SELECTED EXTRACT:
- - - - - - -

The guitarist hit a creative wall with this album

“I felt I couldn’t go any further with [‘Dog Man Star’] musically,” Butler told The Telegraph in 1998, on the eve of the release of his solo album, ‘People Move On’. “We were just never in the studio making music, there was so much else going on. I was always on my own, writing stuff that was getting wasted. Brett was too busy partying. When it came to recording there were so many things I wanted to do with these songs I’d spent an awful long time trying to mould, working out ideas and trying to challenge myself and challenge the band, and I just heard too many times, ‘No, you can’t do that’. I was sick to death of it. I think it’s a good record, but it could have been much better.”

There’s a happy accident on ‘The Asphalt World’

The snippet of dialogue you can hear at the end of ‘The Asphalt World’ is taken from the 1954 Technicolour drama ‘Woman’s World’. The voice speaking is that of Hollywood great Lauren Bacall; its inclusion was what producer Buller describes as ‘a happy accident’. During recording, Butler would record away from the rest of the band in a purpose-built lounge. At the beginning of the song Butler can be heard tuning the room’s portable TV. At the end, Bacall’s dialogue is heard as the guitarist is disinterestedly channel hopping.

‘The 2 Of Us’ didn’t always feature a flute

‘The 2 Of Us’ is, says Anderson, a song about loneliness, framed within wealth and fame. Brett has said the song features his favourite lyric on the album, “the snow might fall and write the line on the silent page”. Intriguingly, the song originally featured a recording of a tap dancer in the middle eight. It was ultimately replaced by a flute. 

Suede started to go by a different name in the US

The album, and all subsequent releases by the band, was released under the name ‘The London Suede’ in the US. The reason? New York based singer Suzanne deBronkart – better known as Suede – had been using that name for some time before Brett and co. rocked up. Sony settled up out of court and the two parties were amicable. Probably because ‘The London Suede’ is an ace name for a band.

- - - - - - -

DATA SEGMENT:
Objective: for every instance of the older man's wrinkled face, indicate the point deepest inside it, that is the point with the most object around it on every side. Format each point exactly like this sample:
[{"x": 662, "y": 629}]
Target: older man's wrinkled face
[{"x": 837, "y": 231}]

- - - - - - -

STATED TASK A:
Answer these questions from the Suede text:
(i) Which 1954 film supplies the dialogue heard at the end of 'The Asphalt World'?
(ii) What replaced the tap dancer recording in the middle eight of 'The 2 Of Us'?
(iii) Under what name was the album released in the US?
STATED TASK B: Extract the passage of the Suede text from "There’s a happy" up to and including "disinterestedly channel hopping.".

TASK OUTPUT A:
(i) The Technicolour drama 'Woman's World'.
(ii) A flute.
(iii) 'The London Suede'.

TASK OUTPUT B:
There’s a happy accident on ‘The Asphalt World’

The snippet of dialogue you can hear at the end of ‘The Asphalt World’ is taken from the 1954 Technicolour drama ‘Woman’s World’. The voice speaking is that of Hollywood great Lauren Bacall; its inclusion was what producer Buller describes as ‘a happy accident’. During recording, Butler would record away from the rest of the band in a purpose-built lounge. At the beginning of the song Butler can be heard tuning the room’s portable TV. At the end, Bacall’s dialogue is heard as the guitarist is disinterestedly channel hopping.